Set of tasks
1 - According to the article on women's medication use, what percentage of US females reported receiving one or more prescription drugs from 2015 to 2016?
2 - Duplicate the portion of the article on women's medication use starting with "Results showed that" and going on through "seven younger men.".

Given text
>>>>>

American women are more likely to skip their medications than those in other wealthy countries and one-quarter say it’s because they can’t afford their prescriptions
- Researchers looked at medication non-adherence in 11 countries including Australia, Canada, France, the UK and the US
- The largest disparities for not taking medication were among American women ages 18 to 64 compared to men at 54%
- By comparison, the disparity between women and men in Canada was 33% and in Australia was 17%
- One in four US women in that age bracket said they weren’t taking their drugs due to cost compared to one in seven younger men
American women are more likely to not properly take their medications – or take them at all – compared to women in other countries, a new study suggests.
Researchers found that women in the US were almost twice as likely to skip their prescriptions compared to Canadian women and three times more likely than Australian women.
What’s more, 25 percent of younger women said they couldn’t adhere to their medication schedules due to the cost.
The team, from Columbia University Mailman School of Public Health in New York City, says this is not only likely because women take more prescriptions than men do but, if it continues, it could create future sex-related disparities.
A new study has found one in four US women from ages 18 to 64 said they weren’t taking their prescriptions due to cost compared to one in seven men in that age bracket (file image)
For the study, published in Health Affairs, the team looked cost-related non-adherence among younger women (ages 18 to 64) and older women (ages 65 or older) in 11 high-income countries.
These countries include Australia, Canada, France, Germany, the Netherlands, New Zealand, Norway, Sweden, Switzerland, the UK and the US.
Results showed that the largest disparities for non-adherence were among younger US women compared to men at 54 percent.
This was much higher than the disparity between women and men in Canada at 33 percent and in Australia at 17 percent.
One in four younger women said they weren’t taking their drugs due to cost compared to one in seven younger men.
Comparing 11 countries, the largest disparities for not taking medication were among American women ages 18 to 64 compared to men at 54% (above)
This large disparity still held true even after the researchers adjusted for factors such as age, income and chronic conditions.
However, there were no significant female-differences among older adults in any of the 11 studied countries.
The team says it believes the sex-related inequality is likely due to women’s higher health needs and higher overall prescription use.
From 2015 to 2016, 41 percent of US males reported receiving one or more prescription drugs compared to 50 percent of females.
For patients, especially those with chronic conditions, not taking prescribed medication due to cost is a common problem, says senior author Dr Jamie Daw, an assistant professor of Health Policy and Management at Mailman.
If women choose to not fill or delay refilling prescriptions, skip doses or split pills, they may risk not getting the full benefit for their treatment.
‘Prescription drug coverage systems – like those in the US and Canada – that rely on employment-based insurance or require high patient contributions may disproportionally affect women, who are less likely to have full-time employment and more likely to be lower income,’ Daw said.
‘The disparities we found in access to medicines may produce health disparities between men and women that should be further explored.’

<<<<<

Saved entries
>>>>>

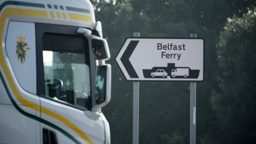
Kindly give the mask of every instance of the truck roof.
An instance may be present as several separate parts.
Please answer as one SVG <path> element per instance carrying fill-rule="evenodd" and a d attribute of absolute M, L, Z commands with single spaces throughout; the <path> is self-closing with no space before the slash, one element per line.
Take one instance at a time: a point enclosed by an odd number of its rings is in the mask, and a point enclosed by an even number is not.
<path fill-rule="evenodd" d="M 9 20 L 52 23 L 94 29 L 93 7 L 89 0 L 1 0 L 0 15 Z"/>

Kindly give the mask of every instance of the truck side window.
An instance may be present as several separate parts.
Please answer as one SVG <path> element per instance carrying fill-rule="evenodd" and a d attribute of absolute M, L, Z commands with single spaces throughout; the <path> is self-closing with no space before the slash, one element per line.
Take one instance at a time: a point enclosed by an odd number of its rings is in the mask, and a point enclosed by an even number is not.
<path fill-rule="evenodd" d="M 87 108 L 91 97 L 87 40 L 77 36 L 46 33 L 43 46 L 46 96 Z"/>

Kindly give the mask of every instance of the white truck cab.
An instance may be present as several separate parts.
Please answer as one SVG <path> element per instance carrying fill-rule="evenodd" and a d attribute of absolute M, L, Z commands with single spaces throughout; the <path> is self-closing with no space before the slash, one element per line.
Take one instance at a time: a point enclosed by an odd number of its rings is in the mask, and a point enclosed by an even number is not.
<path fill-rule="evenodd" d="M 111 69 L 89 0 L 0 1 L 0 143 L 110 143 Z"/>

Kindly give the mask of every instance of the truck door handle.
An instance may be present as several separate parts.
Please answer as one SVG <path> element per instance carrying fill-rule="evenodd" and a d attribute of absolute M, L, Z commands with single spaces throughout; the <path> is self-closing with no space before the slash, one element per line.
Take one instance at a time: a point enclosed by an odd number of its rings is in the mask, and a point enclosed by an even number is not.
<path fill-rule="evenodd" d="M 57 137 L 55 132 L 43 128 L 43 144 L 58 144 Z"/>

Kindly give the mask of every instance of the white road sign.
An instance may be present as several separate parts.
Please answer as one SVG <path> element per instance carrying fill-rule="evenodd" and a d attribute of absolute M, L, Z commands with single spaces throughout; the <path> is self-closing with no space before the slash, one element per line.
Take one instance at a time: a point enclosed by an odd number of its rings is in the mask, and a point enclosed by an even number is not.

<<<<<

Answers to the problems
1 - 50 percent

2 -
Results showed that the largest disparities for non-adherence were among younger US women compared to men at 54 percent.
This was much higher than the disparity between women and men in Canada at 33 percent and in Australia at 17 percent.
One in four younger women said they weren’t taking their drugs due to cost compared to one in seven younger men.